** START **

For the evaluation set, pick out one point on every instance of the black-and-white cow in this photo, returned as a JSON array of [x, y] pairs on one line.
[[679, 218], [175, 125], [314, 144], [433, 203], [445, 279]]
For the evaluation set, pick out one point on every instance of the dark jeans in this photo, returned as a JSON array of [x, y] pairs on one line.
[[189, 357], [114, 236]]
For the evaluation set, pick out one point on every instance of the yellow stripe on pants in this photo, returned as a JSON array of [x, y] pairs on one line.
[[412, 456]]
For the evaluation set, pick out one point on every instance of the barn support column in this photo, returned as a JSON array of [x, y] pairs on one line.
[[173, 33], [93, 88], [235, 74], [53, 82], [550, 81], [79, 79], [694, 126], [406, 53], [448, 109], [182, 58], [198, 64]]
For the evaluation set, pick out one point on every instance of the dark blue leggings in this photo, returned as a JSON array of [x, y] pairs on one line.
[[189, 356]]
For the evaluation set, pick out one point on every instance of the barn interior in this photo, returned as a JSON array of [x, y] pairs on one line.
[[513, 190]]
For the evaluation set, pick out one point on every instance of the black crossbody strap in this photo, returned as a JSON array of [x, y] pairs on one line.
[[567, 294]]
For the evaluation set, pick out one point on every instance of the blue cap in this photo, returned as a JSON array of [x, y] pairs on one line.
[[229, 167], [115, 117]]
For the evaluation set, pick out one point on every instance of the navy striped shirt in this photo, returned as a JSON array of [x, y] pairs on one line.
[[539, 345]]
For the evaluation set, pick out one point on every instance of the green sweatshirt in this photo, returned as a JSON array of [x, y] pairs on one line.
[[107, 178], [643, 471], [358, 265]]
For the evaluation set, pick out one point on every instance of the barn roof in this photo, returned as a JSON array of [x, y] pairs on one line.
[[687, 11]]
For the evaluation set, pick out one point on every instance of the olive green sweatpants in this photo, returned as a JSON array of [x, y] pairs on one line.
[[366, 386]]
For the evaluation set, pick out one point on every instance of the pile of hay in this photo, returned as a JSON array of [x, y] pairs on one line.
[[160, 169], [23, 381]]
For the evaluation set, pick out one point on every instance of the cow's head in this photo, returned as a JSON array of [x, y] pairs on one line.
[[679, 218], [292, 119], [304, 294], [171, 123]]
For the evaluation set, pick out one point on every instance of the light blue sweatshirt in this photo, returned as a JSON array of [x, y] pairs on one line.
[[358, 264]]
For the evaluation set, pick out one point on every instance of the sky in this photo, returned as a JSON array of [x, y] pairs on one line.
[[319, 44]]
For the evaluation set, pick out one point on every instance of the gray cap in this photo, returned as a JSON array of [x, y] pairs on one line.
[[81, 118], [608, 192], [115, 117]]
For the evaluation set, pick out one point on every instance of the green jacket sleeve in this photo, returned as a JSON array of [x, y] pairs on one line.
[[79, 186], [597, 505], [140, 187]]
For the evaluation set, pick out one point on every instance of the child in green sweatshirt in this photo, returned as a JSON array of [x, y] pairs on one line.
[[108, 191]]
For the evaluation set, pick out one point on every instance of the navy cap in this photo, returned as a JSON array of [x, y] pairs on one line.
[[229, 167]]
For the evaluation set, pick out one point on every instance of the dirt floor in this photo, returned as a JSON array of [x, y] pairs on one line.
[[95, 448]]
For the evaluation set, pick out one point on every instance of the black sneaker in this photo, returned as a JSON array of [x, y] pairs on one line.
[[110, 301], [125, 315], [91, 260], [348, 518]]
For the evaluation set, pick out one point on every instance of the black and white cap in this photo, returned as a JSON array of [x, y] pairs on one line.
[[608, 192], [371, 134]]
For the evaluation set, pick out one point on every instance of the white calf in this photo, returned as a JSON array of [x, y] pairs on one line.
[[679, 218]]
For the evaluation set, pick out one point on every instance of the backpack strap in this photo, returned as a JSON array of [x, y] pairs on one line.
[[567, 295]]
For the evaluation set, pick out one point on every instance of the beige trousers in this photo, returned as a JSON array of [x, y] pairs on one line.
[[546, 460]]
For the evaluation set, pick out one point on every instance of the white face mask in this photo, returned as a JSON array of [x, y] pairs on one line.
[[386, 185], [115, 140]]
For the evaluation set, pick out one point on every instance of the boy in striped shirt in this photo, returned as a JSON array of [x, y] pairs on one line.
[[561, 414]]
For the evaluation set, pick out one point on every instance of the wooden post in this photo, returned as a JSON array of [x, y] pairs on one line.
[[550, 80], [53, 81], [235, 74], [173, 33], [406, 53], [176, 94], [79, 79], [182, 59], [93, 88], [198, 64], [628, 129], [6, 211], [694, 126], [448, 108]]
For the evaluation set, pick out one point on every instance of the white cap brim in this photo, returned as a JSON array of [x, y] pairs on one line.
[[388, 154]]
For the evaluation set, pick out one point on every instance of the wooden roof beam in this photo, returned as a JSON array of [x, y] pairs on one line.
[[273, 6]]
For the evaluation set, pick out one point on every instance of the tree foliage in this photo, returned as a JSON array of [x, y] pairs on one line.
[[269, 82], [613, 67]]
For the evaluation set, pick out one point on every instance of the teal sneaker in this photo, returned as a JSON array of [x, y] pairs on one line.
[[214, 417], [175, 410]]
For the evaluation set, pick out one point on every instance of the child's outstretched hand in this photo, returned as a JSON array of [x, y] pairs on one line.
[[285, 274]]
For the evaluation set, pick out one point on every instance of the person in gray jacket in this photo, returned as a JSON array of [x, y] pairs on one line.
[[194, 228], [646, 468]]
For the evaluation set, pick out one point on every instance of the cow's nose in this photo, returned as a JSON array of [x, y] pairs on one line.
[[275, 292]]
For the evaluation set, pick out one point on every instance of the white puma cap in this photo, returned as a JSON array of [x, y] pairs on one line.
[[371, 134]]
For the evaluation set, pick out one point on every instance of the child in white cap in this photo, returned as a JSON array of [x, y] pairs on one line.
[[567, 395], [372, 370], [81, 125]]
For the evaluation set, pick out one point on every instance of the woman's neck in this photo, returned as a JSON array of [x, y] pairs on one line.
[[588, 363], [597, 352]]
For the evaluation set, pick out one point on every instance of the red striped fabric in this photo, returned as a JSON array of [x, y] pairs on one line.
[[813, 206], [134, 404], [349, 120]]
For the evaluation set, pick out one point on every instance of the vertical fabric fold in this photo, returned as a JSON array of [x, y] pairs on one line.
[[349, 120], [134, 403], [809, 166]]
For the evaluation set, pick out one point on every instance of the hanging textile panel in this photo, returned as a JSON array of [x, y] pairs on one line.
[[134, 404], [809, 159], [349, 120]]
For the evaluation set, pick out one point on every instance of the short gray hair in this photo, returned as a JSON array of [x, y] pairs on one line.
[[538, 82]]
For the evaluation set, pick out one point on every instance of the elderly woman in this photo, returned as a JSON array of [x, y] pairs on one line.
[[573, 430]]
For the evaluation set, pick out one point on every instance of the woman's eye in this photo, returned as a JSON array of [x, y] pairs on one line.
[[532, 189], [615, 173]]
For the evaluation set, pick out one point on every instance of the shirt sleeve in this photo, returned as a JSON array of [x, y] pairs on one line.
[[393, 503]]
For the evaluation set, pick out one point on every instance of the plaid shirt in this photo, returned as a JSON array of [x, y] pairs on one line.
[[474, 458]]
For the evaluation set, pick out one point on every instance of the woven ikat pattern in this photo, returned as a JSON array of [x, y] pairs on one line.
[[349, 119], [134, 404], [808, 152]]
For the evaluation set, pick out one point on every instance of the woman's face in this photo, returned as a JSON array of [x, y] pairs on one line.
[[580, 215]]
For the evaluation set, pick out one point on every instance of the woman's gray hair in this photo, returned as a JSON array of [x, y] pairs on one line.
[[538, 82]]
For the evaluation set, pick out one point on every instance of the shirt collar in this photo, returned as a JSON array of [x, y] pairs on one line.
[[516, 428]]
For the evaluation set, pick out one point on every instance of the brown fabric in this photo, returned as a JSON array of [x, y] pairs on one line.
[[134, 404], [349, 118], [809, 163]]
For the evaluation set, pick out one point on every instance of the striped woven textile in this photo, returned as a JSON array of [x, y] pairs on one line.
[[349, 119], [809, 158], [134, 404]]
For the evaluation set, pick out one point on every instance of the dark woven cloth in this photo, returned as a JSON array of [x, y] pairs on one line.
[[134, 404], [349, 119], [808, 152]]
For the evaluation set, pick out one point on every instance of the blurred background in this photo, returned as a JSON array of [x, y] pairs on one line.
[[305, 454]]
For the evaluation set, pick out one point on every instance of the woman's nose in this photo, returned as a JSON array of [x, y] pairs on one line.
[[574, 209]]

** END **

**What you need to do**
Scale the point coordinates by 0.8 and reproduce in full only the lines between the line holding "the navy striped" and the line holding "[[679, 218], [292, 119], [304, 294], [171, 123]]", inclusive. Round each scaled value to a whole number, with halves rounding up, and leave all other text on those lines unchanged.

**Completed task**
For the evaluation set, pick out one point on every instance of the navy striped shirt in this photo, returned as a JSON array of [x, y] pairs on one line.
[[431, 276]]
For the evaluation set, pick out one point on every instance of the green sweatshirt in this photo, returned as a JSON array of [x, y] pairs on one line.
[[86, 142], [514, 377], [286, 212]]
For the evaluation set, pick out one point on every instance of the barn roof in this photo, returned as a JSON array of [x, y] pairs on one line.
[[550, 9]]
For the evaluation set, pick out one point on every instance of the olive green sweatpants in this photo, returned as a JSON array of [x, y] pairs on one line.
[[293, 309]]
For the evaluation set, pick out one point on every instance of the pile of hay in this photo, returned as a JSON array of [x, y] pairs on one line.
[[128, 135], [18, 305]]
For the evaluation set, pick out one point on every instance of the cow's head in this photo, returned as a JSON array of [x, y] pairs on one line.
[[543, 174], [234, 95], [243, 235], [137, 98]]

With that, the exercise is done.